SHORT EXERCISE → Collect each line of the records below that contains the word "dark", copying every such line in full.

▬▬▬

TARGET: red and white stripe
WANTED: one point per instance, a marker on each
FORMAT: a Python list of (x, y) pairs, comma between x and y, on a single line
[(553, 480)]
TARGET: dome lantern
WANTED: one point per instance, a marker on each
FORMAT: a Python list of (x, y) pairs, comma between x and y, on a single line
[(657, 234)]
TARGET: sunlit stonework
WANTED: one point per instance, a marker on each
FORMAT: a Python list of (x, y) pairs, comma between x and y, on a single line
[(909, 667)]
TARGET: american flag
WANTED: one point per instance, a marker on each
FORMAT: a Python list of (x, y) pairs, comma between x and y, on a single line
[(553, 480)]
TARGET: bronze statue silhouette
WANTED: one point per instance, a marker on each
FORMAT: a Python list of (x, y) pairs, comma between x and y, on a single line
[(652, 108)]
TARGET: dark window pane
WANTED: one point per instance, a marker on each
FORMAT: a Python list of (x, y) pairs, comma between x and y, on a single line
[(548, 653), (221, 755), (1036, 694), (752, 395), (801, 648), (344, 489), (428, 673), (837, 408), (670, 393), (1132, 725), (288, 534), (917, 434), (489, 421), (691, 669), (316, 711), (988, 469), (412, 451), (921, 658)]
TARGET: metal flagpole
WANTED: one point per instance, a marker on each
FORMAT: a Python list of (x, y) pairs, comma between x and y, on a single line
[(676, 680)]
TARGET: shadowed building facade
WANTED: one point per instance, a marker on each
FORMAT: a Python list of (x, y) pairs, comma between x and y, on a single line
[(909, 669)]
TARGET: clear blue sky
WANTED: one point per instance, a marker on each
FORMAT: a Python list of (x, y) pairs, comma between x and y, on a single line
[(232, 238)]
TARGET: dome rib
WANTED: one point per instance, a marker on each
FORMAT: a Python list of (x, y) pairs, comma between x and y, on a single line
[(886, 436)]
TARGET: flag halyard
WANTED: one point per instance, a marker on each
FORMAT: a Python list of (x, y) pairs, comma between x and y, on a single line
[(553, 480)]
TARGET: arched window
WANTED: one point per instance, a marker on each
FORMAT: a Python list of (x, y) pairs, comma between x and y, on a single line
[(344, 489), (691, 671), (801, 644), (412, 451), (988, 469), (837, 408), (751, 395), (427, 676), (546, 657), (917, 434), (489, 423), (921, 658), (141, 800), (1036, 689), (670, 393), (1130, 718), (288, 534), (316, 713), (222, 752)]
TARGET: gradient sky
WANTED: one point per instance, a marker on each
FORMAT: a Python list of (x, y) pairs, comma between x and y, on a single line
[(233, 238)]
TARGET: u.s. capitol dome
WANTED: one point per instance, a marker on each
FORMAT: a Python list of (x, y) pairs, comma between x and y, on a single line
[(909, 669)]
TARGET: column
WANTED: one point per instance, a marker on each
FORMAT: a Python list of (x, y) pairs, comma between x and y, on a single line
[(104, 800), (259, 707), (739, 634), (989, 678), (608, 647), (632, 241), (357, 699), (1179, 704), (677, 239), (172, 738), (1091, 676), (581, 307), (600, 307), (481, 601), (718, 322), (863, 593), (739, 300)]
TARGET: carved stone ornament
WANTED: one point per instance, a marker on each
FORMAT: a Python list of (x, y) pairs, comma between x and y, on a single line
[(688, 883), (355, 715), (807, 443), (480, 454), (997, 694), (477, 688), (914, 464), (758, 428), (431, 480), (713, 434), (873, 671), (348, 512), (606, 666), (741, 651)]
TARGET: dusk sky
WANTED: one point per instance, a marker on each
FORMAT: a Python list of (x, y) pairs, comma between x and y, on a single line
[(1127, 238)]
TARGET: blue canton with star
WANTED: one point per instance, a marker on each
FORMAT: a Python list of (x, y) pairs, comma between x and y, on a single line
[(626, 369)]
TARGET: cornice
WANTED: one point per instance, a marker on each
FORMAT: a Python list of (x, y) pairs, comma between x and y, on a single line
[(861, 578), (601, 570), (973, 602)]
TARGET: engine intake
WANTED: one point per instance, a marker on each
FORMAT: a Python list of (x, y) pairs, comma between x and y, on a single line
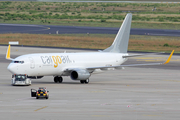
[(80, 74)]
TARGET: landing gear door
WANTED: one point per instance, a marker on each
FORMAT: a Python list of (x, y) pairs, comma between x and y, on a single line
[(33, 92)]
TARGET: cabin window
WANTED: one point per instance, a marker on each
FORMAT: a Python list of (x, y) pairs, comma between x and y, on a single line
[(18, 62)]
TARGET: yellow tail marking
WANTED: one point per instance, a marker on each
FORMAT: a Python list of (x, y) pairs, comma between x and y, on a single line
[(8, 52), (169, 57)]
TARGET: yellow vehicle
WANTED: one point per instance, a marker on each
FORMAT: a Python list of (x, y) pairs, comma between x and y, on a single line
[(42, 92)]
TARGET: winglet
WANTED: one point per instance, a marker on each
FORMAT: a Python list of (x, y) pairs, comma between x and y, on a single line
[(8, 52), (169, 57)]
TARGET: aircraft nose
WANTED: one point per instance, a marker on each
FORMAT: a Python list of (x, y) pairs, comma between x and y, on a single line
[(12, 68)]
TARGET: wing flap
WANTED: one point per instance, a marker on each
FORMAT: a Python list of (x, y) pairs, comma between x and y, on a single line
[(132, 65)]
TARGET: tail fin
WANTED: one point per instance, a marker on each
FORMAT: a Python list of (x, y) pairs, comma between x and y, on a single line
[(120, 44)]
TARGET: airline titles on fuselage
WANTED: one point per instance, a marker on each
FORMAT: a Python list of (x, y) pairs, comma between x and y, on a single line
[(56, 60)]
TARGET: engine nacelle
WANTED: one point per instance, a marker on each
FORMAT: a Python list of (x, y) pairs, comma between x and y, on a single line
[(80, 74)]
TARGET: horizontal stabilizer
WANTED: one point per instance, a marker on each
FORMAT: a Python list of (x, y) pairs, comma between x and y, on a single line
[(131, 65)]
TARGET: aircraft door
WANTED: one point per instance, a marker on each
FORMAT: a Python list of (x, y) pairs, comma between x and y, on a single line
[(33, 92), (32, 63)]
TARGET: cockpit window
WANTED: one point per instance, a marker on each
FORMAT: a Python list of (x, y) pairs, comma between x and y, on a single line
[(18, 62)]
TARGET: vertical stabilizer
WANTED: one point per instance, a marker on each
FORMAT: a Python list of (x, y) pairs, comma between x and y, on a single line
[(120, 44)]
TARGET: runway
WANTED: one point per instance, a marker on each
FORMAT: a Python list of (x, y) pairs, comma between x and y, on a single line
[(52, 29), (137, 93)]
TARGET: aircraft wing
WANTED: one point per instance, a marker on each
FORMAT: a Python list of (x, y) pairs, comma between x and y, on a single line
[(131, 65), (136, 55)]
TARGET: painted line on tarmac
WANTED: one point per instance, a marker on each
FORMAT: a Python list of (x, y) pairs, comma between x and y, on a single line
[(40, 108)]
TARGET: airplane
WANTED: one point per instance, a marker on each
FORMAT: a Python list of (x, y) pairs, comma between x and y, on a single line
[(79, 66)]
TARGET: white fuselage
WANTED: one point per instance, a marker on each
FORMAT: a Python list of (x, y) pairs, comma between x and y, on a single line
[(54, 64)]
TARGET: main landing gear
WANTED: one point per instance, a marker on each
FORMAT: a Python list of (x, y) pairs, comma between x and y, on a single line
[(58, 79), (84, 81)]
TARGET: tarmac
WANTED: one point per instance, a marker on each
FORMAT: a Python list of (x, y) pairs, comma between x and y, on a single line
[(135, 93)]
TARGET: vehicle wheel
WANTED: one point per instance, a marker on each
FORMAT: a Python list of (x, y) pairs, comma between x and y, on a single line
[(82, 81), (86, 81), (55, 79)]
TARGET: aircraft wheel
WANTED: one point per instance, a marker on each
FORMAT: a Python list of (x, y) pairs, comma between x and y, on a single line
[(55, 79), (60, 79), (86, 81)]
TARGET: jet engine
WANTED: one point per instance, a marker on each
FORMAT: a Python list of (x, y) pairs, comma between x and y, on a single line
[(80, 74)]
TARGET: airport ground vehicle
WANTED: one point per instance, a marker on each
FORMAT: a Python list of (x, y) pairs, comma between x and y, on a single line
[(42, 92), (20, 80)]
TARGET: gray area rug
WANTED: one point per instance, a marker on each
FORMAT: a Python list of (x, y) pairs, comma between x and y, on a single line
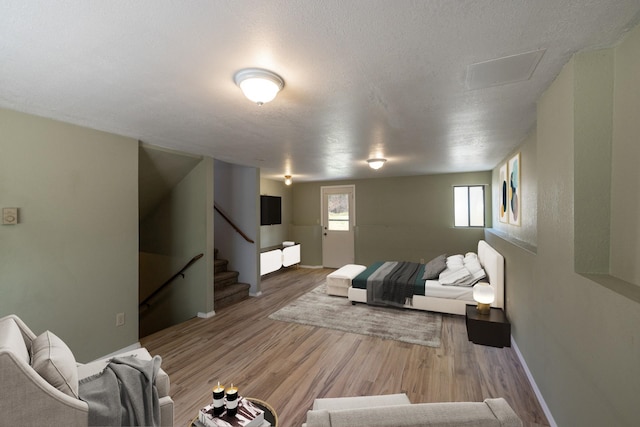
[(316, 308)]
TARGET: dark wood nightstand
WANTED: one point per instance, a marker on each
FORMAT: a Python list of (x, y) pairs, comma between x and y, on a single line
[(488, 329)]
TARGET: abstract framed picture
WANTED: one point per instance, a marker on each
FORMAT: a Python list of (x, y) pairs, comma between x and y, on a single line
[(503, 206), (514, 190)]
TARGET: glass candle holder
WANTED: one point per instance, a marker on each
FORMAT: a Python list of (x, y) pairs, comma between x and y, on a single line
[(232, 400), (218, 400)]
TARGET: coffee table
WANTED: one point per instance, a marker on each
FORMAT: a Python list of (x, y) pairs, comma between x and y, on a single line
[(270, 414)]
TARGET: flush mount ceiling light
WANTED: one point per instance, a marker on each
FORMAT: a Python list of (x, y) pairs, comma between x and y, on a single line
[(376, 163), (259, 85)]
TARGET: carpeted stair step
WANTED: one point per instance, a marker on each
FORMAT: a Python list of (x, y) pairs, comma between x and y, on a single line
[(225, 278), (230, 294), (220, 265)]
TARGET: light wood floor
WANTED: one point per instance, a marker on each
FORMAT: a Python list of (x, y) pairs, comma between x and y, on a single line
[(289, 365)]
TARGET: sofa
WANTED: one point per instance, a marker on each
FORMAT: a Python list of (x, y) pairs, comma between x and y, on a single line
[(396, 410), (40, 377)]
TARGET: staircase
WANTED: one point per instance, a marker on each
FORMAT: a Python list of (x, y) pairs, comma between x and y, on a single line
[(226, 289)]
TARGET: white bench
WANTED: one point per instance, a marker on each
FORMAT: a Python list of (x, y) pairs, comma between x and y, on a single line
[(339, 281)]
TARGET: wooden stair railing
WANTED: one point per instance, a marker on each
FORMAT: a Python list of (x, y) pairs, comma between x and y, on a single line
[(145, 302), (235, 227)]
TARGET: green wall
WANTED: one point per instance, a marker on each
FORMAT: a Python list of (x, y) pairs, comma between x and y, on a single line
[(405, 218), (180, 228), (71, 263), (578, 332)]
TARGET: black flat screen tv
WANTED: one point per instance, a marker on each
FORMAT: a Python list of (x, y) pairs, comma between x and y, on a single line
[(270, 210)]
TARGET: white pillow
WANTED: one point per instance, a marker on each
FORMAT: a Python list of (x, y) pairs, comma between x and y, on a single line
[(455, 262), (54, 361), (473, 265)]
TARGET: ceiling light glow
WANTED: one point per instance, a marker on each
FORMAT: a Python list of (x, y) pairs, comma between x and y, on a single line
[(258, 85)]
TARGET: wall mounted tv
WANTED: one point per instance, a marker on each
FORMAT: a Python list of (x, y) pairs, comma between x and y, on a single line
[(270, 210)]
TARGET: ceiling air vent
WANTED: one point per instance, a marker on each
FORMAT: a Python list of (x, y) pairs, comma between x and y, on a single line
[(501, 71)]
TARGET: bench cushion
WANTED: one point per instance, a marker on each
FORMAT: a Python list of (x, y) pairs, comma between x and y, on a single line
[(339, 281)]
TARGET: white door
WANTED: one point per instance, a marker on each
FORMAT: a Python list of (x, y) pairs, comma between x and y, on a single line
[(338, 220)]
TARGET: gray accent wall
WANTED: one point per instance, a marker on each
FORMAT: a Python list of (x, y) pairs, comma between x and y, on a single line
[(274, 235), (405, 218), (578, 330), (71, 264), (237, 195)]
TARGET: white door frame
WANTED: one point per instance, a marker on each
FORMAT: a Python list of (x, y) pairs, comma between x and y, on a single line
[(347, 241)]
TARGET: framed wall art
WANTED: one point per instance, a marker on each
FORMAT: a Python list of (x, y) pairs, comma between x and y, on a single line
[(503, 206), (514, 190)]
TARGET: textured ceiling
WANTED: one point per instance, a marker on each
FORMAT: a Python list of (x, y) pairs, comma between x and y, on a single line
[(362, 78)]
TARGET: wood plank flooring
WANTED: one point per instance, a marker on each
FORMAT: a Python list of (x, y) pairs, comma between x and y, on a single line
[(289, 365)]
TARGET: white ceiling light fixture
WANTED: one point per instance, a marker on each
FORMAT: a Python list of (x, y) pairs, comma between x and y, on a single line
[(258, 85), (376, 163)]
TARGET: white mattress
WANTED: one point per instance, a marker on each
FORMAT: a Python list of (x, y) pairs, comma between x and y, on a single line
[(433, 288)]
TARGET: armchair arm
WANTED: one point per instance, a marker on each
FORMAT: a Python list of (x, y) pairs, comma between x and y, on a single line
[(27, 399)]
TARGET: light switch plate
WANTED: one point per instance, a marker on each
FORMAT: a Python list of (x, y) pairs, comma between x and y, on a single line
[(9, 216)]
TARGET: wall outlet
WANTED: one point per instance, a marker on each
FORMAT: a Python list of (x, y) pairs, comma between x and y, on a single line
[(9, 216), (119, 319)]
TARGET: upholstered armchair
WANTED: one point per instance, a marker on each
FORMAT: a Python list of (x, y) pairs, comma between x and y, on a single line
[(39, 379)]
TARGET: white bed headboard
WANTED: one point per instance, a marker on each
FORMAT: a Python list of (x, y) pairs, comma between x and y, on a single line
[(493, 264)]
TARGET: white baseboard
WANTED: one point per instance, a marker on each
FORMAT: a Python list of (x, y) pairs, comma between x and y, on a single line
[(536, 390)]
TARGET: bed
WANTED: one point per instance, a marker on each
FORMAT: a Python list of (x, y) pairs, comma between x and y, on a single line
[(431, 295)]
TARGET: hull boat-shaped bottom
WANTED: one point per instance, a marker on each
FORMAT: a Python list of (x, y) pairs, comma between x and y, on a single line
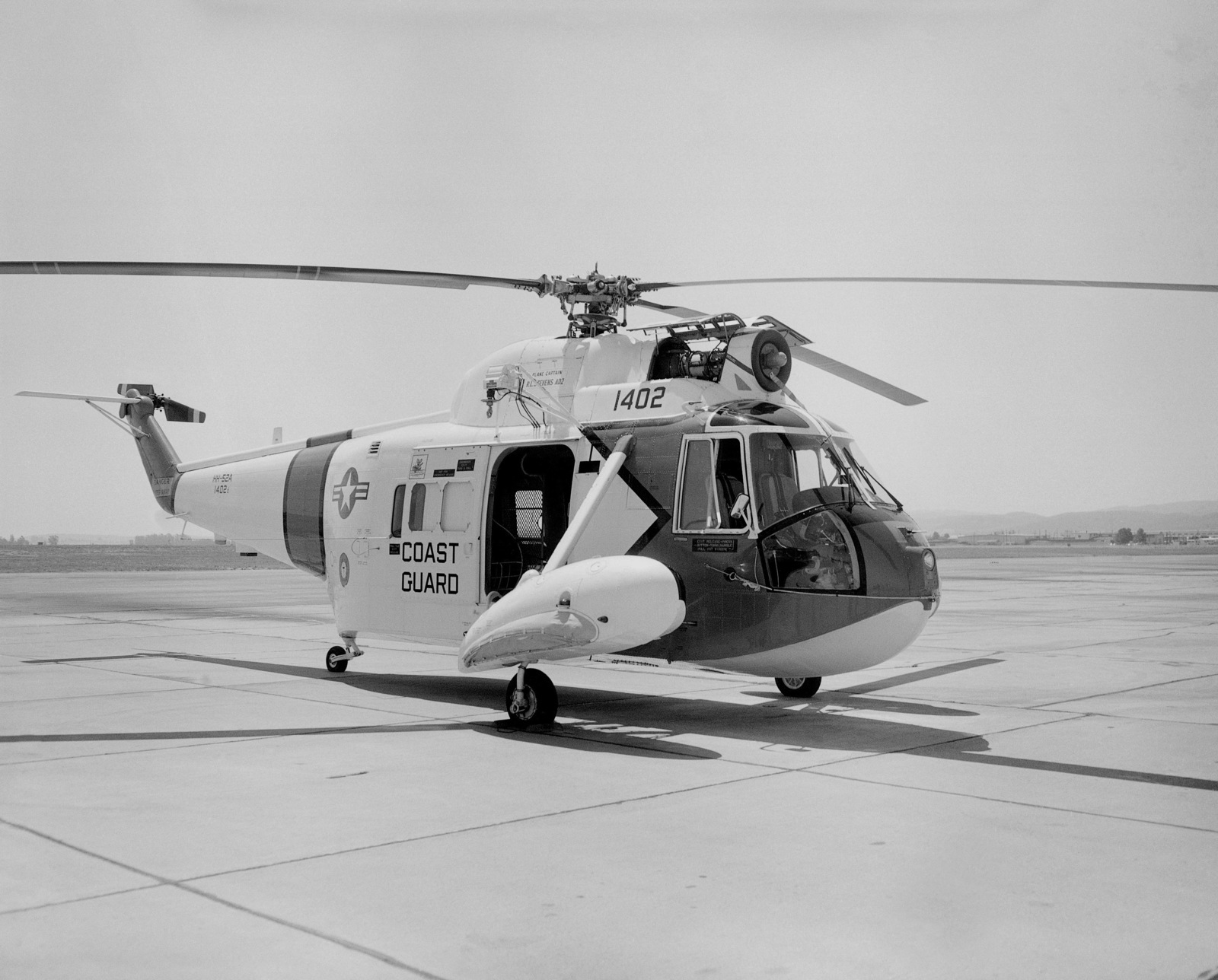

▬▬▬

EXERCISE ANSWER →
TARGET: dark window pane
TARGET: dark wood nightstand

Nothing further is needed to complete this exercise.